- SUPPLIED TEXT -
________________________
Interview, New Publications

Author Interview: Cat Books, Serial Killers, and Magical Realism

Red Penguin Books has a regular pod cast called “Between the Covers,” where they interview three Red Penguin authors. This episode featured Debbie De Louise, R.K. Mullins, and me.

Head Penguin Stephanie Larkin interviewed Debbie De Louise first. She introduced her books, Barking Up the Wrong Tree and Meows and Purrs. We talked about cats a little too long, lol, but who can resist? I refer to my third cat as my favorite serial killer and my husband’s catwife.She has recently left him for a younger man.

By minute 16, Stephanie began her interview of R.K. Mullins, so we switched over to America’s other favorite topic, serial killers…the human kind, not the cat kind, with Mullin’s book, A Sniper’s Kiss: Hate Takes a Bullet.
________________________
- DATASET ROWS -
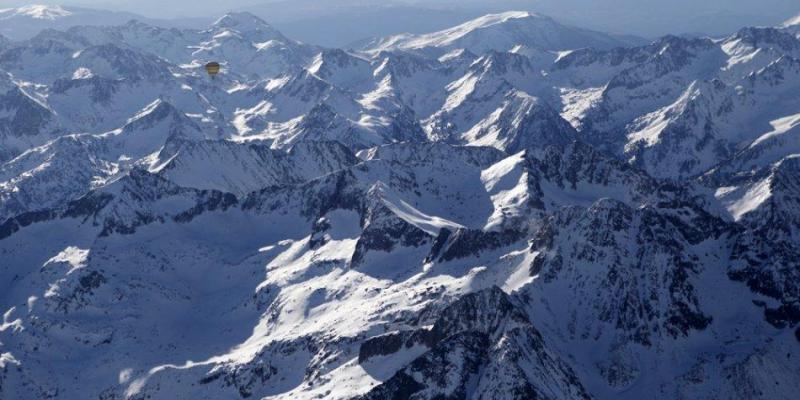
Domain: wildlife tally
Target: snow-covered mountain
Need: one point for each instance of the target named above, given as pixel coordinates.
(501, 32)
(508, 209)
(25, 22)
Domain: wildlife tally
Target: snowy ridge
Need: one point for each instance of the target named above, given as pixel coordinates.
(507, 209)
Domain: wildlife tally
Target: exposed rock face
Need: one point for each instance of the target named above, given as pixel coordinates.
(494, 211)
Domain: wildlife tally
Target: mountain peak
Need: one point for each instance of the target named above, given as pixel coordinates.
(39, 11)
(242, 22)
(794, 21)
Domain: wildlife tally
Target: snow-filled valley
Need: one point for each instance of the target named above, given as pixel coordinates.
(508, 209)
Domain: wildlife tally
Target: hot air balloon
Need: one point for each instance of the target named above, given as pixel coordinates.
(213, 69)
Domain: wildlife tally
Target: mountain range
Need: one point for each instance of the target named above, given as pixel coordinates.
(511, 208)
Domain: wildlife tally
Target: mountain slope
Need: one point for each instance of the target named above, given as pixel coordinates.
(500, 32)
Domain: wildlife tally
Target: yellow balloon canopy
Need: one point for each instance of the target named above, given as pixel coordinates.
(212, 68)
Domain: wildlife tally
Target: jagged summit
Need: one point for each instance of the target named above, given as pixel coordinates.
(500, 32)
(791, 22)
(242, 22)
(507, 209)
________________________
- GOAL A -
Translate this sentence from the author interview post into Spanish: "Red Penguin Books has a regular pod cast called “Between the Covers,” where they interview three Red Penguin authors."
- GOAL B -
Answer these questions using the author interview post:
(i) What is the podcast called?
(ii) Whom did Stephanie Larkin interview first?
(iii) By what minute had Stephanie begun her interview of R.K. Mullins?
- GOAL C -
Write out the passage of the author interview post starting with "By minute 16, Stephanie" and going on through "Takes a Bullet.".

- EXPECTED ANSWER A -
Red Penguin Books tiene un pódcast habitual llamado «Between the Covers», en el que entrevistan a tres autores de Red Penguin.

- EXPECTED ANSWER B -
(i) "Between the Covers"
(ii) Debbie De Louise
(iii) Minute 16

- EXPECTED ANSWER C -
By minute 16, Stephanie began her interview of R.K. Mullins, so we switched over to America’s other favorite topic, serial killers…the human kind, not the cat kind, with Mullin’s book, A Sniper’s Kiss: Hate Takes a Bullet.